**Exercise directions**. Copy the following records verbatim, reproducing every line as it stands.

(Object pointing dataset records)
——
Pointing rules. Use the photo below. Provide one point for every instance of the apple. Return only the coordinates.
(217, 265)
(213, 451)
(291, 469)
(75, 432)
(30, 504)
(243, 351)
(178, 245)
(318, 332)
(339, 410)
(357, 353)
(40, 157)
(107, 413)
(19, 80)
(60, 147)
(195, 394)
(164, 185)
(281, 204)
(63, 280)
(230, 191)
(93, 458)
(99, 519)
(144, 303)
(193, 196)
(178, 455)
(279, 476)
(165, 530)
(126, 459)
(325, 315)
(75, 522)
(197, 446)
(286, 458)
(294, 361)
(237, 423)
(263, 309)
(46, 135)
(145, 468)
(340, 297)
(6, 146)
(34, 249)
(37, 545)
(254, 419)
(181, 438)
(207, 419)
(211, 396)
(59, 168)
——
**Written answer**.
Pointing rules. Use the photo below. Provide one point for every instance of the apple. Return only the coordinates.
(217, 265)
(213, 451)
(291, 469)
(75, 432)
(30, 504)
(243, 351)
(178, 245)
(318, 332)
(339, 410)
(357, 353)
(40, 157)
(107, 413)
(19, 80)
(60, 147)
(195, 394)
(164, 185)
(281, 204)
(63, 280)
(230, 191)
(93, 458)
(99, 519)
(144, 303)
(193, 196)
(178, 455)
(279, 476)
(165, 530)
(126, 459)
(325, 315)
(75, 522)
(197, 446)
(286, 458)
(294, 361)
(237, 423)
(263, 309)
(46, 135)
(145, 468)
(340, 297)
(6, 146)
(34, 249)
(37, 545)
(254, 419)
(181, 438)
(207, 419)
(211, 396)
(59, 168)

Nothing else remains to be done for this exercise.